_What is asked:_ Pick out every line of the items below that contains the word "hood", and copy each one. Case counts.
* BEGIN Dataset *
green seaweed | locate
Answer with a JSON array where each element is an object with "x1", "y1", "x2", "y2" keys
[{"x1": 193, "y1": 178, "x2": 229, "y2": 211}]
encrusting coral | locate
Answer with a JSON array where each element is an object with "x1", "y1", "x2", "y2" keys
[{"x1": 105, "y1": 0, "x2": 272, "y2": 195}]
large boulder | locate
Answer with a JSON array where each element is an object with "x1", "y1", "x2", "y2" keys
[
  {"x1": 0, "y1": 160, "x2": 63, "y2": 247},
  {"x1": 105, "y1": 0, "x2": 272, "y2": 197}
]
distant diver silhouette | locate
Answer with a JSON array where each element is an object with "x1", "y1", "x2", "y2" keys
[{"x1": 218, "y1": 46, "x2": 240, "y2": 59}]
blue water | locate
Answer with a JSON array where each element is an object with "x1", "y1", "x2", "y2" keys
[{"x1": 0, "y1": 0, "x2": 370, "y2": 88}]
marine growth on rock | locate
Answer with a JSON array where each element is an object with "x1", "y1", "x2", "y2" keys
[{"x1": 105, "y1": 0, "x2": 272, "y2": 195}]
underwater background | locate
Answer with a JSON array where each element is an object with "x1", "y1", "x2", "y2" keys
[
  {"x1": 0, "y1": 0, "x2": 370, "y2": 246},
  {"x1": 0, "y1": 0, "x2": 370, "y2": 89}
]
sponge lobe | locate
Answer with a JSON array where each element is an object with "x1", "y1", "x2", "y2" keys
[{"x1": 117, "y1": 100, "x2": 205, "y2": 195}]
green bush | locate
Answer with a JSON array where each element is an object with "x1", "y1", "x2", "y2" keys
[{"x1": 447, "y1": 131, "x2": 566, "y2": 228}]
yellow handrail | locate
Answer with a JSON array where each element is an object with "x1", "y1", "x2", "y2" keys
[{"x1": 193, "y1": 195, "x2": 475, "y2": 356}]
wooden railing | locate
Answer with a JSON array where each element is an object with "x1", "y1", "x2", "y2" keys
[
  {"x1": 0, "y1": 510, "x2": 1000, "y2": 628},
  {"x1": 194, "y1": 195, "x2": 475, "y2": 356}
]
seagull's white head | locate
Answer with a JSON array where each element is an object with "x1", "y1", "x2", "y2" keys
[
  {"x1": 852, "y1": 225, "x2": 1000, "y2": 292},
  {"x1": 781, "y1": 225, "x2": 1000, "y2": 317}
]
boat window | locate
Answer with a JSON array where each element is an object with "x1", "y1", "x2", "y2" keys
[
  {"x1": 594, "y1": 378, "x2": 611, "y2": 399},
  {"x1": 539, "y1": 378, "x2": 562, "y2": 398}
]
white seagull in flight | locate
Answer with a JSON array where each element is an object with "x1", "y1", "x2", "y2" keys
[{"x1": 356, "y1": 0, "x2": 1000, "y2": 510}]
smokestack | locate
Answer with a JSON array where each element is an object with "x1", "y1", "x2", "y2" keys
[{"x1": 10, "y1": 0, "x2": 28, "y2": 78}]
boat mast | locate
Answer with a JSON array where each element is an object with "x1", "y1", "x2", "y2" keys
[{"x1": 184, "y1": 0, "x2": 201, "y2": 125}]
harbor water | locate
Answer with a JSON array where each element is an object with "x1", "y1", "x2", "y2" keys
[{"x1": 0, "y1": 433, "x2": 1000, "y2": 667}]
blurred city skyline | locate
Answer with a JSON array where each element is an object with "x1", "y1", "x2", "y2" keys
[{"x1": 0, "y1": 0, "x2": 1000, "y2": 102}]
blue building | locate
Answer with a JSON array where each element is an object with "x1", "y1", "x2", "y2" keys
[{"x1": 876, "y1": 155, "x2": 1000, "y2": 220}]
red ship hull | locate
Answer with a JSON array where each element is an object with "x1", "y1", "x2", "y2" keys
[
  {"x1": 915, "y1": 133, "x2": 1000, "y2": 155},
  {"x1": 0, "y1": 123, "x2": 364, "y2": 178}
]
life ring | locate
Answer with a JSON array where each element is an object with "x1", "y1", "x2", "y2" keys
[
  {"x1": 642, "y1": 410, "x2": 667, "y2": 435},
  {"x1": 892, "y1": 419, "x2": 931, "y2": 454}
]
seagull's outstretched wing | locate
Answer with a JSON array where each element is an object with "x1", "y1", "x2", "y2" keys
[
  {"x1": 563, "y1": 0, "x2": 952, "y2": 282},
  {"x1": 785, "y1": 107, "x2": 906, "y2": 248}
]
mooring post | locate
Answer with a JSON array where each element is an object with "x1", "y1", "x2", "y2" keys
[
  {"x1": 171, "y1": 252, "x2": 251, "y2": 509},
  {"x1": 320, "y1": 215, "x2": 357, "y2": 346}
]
* END Dataset *
* BEGIN Dataset *
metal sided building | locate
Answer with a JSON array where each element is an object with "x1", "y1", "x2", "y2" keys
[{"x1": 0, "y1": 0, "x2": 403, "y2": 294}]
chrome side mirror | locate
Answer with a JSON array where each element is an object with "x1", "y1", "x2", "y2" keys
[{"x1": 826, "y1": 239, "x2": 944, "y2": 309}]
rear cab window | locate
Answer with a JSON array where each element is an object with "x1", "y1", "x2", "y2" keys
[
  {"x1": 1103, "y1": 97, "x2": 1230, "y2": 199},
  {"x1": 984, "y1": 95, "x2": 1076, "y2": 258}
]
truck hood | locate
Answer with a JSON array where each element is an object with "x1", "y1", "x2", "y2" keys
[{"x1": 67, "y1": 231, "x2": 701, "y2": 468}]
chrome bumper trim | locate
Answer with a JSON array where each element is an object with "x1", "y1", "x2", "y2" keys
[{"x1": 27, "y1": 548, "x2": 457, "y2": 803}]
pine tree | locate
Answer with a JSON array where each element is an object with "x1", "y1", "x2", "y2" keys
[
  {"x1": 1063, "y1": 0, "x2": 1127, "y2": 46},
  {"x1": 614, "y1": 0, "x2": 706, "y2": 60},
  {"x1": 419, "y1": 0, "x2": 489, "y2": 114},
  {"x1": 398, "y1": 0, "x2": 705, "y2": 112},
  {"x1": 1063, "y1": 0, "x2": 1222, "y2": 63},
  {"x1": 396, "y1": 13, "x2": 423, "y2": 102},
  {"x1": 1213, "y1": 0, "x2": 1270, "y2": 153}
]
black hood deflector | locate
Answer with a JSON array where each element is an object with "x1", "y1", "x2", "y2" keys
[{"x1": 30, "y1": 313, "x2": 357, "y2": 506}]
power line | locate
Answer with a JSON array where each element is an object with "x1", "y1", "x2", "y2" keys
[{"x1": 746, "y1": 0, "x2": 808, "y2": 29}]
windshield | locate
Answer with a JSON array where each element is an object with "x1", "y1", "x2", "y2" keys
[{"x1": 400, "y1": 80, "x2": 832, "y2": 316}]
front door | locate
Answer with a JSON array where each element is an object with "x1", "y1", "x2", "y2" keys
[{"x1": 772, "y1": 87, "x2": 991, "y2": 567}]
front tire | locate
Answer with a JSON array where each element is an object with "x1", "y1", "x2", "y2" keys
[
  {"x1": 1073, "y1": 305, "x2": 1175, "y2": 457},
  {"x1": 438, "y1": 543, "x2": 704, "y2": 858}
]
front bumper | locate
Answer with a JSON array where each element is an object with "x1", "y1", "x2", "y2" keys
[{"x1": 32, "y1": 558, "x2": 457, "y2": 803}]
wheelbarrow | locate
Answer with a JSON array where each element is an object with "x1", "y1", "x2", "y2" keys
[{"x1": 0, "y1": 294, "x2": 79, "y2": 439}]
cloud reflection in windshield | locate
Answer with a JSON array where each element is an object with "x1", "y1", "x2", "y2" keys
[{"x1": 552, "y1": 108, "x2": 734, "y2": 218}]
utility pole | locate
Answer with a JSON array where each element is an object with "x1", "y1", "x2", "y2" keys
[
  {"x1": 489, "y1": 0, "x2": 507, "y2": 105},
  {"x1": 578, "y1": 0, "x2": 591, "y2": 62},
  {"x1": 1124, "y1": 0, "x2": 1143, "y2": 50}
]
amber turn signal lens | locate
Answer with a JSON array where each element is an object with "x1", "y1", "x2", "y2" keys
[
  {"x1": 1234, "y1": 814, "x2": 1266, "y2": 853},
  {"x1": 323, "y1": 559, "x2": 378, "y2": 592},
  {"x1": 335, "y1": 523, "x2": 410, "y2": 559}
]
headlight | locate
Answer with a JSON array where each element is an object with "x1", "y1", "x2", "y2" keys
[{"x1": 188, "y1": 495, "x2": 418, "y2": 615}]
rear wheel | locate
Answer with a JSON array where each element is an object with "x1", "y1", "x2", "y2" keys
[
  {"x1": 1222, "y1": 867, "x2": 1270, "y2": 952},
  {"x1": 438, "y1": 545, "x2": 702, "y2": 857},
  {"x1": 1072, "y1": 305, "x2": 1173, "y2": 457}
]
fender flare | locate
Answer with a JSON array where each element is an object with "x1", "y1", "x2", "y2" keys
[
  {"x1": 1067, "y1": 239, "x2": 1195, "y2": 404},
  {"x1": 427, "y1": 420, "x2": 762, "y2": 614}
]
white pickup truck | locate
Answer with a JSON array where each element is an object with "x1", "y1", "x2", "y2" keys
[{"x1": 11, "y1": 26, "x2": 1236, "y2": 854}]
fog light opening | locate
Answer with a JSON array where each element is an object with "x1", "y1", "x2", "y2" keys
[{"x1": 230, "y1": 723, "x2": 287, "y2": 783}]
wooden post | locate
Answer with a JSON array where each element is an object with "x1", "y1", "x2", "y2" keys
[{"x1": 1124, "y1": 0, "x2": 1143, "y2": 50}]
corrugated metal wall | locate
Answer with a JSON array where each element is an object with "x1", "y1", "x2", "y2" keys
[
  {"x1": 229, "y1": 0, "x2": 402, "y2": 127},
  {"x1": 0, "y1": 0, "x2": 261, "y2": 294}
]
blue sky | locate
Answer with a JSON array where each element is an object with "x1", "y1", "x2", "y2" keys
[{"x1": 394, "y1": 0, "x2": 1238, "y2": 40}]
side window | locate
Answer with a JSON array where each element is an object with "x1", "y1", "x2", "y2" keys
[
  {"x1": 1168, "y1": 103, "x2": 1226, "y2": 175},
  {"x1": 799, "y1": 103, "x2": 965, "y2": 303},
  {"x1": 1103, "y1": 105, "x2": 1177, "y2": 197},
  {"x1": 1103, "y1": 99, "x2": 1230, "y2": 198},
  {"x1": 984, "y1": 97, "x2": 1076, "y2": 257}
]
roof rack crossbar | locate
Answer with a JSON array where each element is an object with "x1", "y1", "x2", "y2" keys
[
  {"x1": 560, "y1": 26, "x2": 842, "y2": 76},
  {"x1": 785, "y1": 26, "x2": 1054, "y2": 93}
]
* END Dataset *
* BEGIN Dataset *
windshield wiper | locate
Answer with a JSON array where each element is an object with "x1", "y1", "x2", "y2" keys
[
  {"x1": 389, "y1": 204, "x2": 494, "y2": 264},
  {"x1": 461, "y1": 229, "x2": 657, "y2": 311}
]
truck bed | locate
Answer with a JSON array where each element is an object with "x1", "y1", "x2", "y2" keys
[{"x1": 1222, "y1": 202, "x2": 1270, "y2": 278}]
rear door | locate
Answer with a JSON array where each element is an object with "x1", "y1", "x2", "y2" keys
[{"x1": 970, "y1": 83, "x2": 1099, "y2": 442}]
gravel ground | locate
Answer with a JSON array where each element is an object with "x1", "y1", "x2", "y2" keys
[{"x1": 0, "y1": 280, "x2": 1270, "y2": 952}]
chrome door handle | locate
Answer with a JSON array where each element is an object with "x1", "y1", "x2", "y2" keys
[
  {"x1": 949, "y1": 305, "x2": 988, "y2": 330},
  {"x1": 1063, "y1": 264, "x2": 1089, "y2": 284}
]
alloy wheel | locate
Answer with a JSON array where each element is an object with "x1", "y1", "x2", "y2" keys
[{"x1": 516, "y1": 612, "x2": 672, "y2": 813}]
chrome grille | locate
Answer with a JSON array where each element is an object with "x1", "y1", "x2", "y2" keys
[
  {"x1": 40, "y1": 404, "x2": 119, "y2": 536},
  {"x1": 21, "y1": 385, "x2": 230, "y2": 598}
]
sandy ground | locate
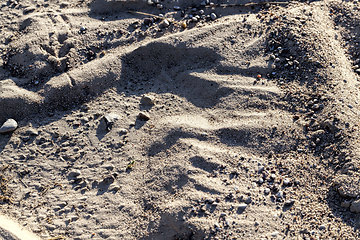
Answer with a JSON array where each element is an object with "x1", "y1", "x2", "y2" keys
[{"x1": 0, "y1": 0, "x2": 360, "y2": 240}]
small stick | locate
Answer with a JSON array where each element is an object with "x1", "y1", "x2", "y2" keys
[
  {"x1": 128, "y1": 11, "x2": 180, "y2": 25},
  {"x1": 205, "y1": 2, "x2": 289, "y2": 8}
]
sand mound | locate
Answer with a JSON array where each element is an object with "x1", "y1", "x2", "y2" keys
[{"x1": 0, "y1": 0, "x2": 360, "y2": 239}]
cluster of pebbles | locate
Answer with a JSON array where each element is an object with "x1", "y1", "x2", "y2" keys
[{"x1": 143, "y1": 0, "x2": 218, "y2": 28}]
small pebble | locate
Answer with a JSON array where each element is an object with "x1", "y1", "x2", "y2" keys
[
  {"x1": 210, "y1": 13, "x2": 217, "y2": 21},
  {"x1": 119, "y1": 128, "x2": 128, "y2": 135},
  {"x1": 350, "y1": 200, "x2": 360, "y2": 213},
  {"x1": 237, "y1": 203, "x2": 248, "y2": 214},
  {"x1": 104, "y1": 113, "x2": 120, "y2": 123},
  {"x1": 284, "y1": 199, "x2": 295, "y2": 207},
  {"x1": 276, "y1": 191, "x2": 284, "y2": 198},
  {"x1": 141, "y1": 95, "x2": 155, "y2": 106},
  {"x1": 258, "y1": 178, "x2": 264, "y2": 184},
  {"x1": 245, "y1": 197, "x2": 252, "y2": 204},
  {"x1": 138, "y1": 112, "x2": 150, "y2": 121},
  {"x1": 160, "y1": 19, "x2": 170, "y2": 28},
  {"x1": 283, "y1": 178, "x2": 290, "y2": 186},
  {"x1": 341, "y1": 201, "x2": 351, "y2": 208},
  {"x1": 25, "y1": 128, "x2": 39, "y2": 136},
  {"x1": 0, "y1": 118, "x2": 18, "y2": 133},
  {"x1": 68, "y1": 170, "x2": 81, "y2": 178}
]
* END Dataset *
_Exercise answer:_
truck hood | locate
black hood deflector | locate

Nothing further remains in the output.